-- PROVIDED RECORDS --
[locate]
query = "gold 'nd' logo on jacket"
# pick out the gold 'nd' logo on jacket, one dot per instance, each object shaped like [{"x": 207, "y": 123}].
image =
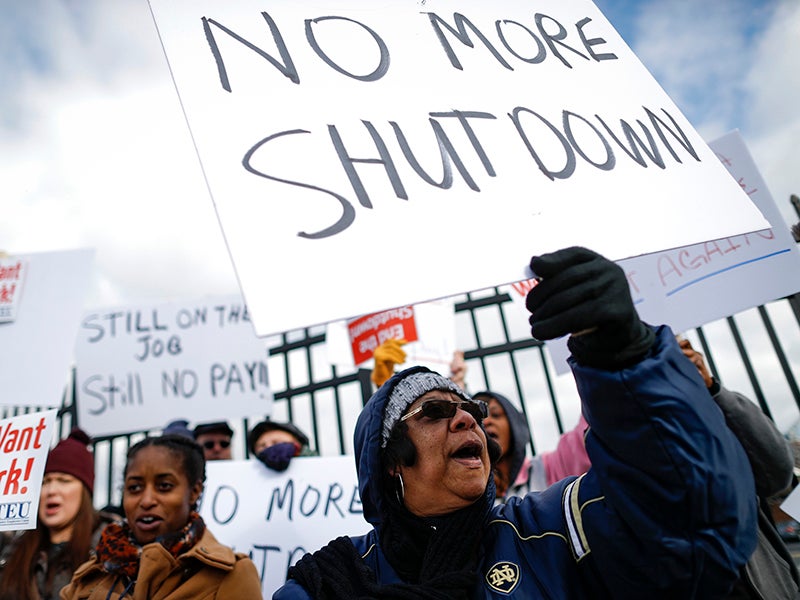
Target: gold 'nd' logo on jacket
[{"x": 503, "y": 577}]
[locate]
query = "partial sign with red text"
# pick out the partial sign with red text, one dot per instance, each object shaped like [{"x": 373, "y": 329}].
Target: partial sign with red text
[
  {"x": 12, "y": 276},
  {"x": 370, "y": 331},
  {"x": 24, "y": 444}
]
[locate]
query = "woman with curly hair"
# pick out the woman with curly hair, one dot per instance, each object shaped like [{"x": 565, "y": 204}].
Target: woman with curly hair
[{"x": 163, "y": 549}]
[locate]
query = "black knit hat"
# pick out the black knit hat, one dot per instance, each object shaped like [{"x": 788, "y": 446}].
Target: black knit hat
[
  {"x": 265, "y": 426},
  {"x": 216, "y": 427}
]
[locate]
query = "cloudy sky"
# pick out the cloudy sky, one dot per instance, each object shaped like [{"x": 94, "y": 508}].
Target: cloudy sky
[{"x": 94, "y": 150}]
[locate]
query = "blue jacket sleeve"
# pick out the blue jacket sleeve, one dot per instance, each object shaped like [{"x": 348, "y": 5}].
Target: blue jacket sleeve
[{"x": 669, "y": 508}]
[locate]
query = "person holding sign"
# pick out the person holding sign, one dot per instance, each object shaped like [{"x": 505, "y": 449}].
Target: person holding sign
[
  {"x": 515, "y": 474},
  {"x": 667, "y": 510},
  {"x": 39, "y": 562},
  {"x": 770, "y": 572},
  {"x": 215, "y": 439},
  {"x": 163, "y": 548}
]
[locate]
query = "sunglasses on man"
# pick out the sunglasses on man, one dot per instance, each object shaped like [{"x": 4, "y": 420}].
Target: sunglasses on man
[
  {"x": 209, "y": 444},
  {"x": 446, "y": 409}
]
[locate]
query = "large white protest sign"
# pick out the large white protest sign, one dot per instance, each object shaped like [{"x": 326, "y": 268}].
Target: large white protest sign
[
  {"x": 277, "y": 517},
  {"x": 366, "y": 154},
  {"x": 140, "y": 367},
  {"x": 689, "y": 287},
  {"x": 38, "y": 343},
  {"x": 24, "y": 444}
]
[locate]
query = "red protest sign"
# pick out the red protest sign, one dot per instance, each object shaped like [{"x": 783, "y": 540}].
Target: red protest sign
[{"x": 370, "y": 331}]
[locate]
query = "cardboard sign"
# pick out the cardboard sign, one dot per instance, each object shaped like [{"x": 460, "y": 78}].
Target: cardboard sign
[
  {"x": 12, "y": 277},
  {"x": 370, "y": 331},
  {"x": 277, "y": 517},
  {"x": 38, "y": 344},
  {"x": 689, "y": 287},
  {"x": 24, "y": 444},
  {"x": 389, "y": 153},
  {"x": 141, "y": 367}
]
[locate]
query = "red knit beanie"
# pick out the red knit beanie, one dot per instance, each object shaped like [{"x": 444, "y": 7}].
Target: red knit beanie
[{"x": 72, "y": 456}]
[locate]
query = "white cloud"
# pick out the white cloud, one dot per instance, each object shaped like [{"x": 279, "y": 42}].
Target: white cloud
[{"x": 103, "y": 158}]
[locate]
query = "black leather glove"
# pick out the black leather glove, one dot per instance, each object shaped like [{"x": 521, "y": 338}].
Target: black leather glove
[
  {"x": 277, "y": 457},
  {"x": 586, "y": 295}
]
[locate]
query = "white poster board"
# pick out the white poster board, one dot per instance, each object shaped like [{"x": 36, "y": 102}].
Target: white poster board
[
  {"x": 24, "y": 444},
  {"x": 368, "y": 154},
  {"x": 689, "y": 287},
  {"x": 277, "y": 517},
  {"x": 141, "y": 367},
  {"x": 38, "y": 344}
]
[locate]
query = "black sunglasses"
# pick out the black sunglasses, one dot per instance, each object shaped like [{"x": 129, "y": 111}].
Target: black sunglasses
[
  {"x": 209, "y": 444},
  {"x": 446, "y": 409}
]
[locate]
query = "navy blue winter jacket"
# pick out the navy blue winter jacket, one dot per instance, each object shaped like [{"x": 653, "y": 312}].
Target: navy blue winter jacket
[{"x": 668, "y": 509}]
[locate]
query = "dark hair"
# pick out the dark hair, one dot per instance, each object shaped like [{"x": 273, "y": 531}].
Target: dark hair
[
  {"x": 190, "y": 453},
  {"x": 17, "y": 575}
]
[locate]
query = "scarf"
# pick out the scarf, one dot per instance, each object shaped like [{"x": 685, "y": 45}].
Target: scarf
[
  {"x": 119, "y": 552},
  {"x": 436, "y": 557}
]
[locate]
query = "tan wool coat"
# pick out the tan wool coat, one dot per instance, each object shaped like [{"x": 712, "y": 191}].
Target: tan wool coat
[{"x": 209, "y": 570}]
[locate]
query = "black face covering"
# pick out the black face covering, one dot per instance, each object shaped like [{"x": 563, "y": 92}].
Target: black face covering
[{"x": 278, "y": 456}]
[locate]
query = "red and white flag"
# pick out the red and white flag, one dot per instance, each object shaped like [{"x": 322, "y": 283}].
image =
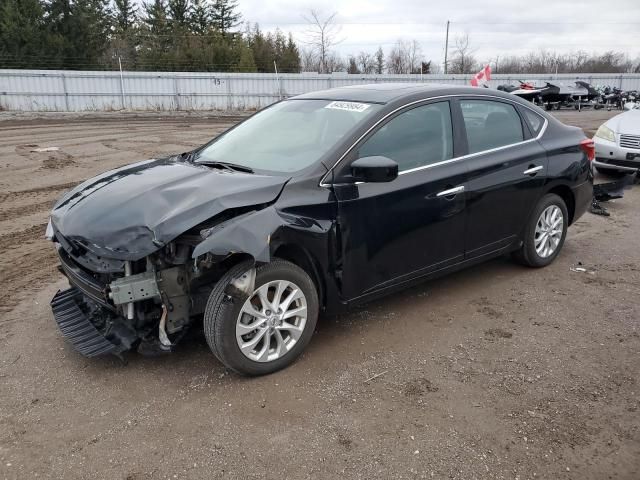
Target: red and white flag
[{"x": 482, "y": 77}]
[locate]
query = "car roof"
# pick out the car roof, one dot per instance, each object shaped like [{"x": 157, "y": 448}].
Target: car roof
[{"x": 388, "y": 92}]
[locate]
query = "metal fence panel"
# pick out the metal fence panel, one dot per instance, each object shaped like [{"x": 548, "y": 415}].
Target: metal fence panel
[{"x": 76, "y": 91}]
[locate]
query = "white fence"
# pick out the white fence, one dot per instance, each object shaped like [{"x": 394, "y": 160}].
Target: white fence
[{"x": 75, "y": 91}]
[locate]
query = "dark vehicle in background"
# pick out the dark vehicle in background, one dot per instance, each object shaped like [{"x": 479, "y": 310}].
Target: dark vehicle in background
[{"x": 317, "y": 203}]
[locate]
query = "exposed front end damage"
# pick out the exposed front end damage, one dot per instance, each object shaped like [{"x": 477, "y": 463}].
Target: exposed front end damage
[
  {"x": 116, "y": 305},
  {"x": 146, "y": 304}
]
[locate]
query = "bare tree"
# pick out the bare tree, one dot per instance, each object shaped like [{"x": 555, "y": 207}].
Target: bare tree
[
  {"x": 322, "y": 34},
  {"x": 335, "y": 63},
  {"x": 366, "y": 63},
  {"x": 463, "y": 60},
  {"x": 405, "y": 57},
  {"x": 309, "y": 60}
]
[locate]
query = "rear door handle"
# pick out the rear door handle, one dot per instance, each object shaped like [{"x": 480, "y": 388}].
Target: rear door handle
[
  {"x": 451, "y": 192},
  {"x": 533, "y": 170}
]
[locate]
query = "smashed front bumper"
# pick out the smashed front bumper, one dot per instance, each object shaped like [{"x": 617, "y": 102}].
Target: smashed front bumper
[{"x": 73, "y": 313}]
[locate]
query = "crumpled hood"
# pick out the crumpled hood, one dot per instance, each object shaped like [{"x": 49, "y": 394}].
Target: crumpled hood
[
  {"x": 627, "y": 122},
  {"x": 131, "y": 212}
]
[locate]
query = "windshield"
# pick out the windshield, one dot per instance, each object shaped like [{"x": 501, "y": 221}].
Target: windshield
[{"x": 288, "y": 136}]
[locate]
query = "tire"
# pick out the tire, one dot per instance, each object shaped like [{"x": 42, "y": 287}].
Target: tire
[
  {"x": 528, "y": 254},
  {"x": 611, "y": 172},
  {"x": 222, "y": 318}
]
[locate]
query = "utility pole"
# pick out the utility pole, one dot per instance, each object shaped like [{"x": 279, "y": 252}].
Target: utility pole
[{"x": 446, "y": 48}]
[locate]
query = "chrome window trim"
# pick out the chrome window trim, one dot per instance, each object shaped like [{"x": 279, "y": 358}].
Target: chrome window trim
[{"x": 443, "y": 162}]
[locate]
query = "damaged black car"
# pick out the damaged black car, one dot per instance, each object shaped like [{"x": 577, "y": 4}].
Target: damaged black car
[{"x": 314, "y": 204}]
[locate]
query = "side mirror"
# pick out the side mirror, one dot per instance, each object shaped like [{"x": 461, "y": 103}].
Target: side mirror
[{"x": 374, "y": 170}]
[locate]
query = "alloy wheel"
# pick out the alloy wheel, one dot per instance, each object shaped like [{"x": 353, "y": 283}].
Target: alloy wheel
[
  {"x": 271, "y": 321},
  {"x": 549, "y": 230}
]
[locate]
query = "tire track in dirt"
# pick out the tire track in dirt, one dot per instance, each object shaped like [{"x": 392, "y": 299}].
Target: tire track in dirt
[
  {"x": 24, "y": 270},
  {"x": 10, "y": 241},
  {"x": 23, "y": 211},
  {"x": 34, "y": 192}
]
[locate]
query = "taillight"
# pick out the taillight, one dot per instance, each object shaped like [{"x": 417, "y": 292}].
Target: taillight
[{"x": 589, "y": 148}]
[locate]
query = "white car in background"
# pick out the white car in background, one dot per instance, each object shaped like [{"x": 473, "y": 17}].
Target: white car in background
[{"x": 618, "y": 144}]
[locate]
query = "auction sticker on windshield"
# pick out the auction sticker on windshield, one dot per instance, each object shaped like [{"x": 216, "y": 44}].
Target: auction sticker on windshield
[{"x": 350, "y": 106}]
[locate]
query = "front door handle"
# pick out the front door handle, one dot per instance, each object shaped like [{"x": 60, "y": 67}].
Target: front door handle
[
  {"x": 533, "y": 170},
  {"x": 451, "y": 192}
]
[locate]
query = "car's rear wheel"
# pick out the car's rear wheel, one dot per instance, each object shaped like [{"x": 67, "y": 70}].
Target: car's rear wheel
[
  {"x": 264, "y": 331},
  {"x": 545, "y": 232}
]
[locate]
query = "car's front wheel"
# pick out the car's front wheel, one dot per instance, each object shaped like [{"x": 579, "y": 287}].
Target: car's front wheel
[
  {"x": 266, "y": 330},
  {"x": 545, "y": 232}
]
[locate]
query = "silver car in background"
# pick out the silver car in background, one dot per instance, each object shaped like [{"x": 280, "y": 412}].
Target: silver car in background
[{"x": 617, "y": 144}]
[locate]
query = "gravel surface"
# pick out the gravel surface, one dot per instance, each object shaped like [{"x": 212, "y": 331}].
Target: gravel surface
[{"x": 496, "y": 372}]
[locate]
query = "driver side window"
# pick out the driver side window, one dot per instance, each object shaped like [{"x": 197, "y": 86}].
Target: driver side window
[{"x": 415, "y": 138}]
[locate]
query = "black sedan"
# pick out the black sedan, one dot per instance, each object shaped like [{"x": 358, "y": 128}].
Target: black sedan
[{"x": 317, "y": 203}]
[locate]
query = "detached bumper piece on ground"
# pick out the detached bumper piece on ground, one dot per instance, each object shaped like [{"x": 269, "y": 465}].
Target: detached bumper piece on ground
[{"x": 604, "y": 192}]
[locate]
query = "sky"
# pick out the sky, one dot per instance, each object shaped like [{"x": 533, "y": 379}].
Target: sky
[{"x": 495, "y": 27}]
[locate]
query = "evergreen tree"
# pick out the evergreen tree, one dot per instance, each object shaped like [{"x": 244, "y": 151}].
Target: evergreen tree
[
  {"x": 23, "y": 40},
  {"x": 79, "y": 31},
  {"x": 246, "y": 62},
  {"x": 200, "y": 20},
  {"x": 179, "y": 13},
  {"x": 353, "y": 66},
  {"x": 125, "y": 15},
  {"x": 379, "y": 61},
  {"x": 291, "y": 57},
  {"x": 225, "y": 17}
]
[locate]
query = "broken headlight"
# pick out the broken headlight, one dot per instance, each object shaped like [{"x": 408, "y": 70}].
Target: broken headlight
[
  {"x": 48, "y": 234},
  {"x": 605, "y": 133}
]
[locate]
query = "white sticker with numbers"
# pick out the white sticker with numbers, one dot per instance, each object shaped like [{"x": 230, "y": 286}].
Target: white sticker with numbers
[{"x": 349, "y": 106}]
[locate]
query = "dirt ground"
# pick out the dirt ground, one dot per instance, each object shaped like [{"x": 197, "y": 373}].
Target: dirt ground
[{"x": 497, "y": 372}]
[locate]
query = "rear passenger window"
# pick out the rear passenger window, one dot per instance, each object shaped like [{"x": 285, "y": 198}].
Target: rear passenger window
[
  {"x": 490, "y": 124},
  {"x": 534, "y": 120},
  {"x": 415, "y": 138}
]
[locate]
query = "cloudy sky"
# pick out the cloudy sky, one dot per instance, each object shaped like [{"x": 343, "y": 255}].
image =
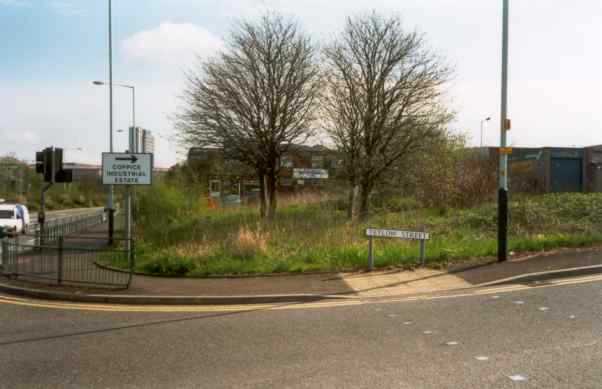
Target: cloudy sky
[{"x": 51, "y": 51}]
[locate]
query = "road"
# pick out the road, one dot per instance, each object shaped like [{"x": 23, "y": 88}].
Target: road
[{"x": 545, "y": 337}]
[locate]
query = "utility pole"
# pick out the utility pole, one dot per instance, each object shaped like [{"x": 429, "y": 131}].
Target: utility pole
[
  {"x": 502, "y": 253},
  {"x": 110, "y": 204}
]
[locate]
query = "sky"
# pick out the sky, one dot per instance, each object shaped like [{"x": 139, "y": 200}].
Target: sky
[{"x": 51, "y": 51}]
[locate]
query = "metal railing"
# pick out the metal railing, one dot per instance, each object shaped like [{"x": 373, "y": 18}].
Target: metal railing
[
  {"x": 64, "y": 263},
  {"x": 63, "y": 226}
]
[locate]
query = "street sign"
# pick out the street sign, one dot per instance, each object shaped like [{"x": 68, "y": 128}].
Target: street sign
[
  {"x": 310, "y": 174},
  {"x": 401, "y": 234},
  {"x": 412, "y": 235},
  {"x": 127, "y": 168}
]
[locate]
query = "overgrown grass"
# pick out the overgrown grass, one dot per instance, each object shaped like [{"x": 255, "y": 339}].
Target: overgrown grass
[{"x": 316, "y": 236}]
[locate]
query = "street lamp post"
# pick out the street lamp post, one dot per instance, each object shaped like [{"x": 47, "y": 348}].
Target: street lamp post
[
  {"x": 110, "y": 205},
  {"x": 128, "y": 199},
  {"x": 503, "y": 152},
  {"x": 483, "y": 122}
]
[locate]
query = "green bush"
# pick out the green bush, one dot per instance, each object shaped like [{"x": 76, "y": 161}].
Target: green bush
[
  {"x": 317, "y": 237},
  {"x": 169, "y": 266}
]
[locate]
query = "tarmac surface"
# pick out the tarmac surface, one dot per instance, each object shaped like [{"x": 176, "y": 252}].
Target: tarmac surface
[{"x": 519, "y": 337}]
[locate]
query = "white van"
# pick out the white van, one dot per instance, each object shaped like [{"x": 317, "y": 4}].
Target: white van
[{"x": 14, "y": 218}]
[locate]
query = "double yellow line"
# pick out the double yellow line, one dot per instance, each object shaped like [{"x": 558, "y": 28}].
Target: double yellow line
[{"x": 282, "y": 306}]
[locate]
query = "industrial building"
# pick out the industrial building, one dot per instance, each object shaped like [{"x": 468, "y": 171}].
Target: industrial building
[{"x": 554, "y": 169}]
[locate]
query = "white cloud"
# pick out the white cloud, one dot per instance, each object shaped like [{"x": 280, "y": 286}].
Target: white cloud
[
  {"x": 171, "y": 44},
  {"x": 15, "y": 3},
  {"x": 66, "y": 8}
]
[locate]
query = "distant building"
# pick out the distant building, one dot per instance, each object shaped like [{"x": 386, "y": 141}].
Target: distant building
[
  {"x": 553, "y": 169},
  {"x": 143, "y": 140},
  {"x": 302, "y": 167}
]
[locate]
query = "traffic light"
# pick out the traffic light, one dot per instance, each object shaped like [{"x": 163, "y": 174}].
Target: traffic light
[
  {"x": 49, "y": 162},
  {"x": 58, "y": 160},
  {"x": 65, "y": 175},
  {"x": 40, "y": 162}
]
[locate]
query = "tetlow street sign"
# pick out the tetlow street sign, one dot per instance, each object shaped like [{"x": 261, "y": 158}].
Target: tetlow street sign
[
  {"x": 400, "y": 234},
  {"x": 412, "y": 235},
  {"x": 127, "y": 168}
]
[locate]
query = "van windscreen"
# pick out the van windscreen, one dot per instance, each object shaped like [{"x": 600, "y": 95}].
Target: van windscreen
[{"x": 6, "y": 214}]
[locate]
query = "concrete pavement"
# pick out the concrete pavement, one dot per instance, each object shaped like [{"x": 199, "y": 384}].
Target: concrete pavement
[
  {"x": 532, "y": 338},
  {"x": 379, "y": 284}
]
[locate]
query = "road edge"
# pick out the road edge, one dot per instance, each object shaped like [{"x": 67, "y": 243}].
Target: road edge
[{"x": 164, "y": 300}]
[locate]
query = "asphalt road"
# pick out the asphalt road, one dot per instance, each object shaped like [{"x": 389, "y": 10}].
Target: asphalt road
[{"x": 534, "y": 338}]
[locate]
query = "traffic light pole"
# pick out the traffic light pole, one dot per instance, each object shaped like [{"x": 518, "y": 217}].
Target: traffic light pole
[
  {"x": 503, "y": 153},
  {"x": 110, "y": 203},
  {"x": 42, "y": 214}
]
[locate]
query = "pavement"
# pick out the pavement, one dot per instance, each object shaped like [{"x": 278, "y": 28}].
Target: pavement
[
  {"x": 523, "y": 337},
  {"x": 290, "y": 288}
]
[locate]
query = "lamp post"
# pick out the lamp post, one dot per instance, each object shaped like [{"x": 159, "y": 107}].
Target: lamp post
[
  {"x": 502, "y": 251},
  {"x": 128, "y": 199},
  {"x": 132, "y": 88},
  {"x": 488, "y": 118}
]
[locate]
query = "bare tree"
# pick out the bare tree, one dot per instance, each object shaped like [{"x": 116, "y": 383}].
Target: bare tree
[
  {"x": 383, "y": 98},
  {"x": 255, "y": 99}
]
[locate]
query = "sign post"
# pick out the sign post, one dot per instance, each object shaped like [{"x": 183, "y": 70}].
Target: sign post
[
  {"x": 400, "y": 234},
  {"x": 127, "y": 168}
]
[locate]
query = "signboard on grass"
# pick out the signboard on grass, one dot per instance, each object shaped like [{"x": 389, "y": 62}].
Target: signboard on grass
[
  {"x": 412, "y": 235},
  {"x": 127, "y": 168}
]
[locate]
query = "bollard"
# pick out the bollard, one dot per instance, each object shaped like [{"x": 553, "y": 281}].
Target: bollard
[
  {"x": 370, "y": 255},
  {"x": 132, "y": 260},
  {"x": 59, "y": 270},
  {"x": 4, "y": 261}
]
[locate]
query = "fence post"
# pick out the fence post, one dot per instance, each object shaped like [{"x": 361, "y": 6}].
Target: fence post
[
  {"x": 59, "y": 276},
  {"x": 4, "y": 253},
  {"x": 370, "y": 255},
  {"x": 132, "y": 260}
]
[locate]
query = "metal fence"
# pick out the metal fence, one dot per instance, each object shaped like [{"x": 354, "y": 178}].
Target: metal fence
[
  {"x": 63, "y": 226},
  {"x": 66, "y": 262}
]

-- DIRECTIONS --
List every line in the items above that contains the word "detached", copying each line in full.

-- RESPONSE BELOW --
query = "detached bumper piece on ground"
# pick out the detached bumper piece on ground, one dot per instance, each object shaped like [{"x": 269, "y": 465}].
Target: detached bumper piece on ground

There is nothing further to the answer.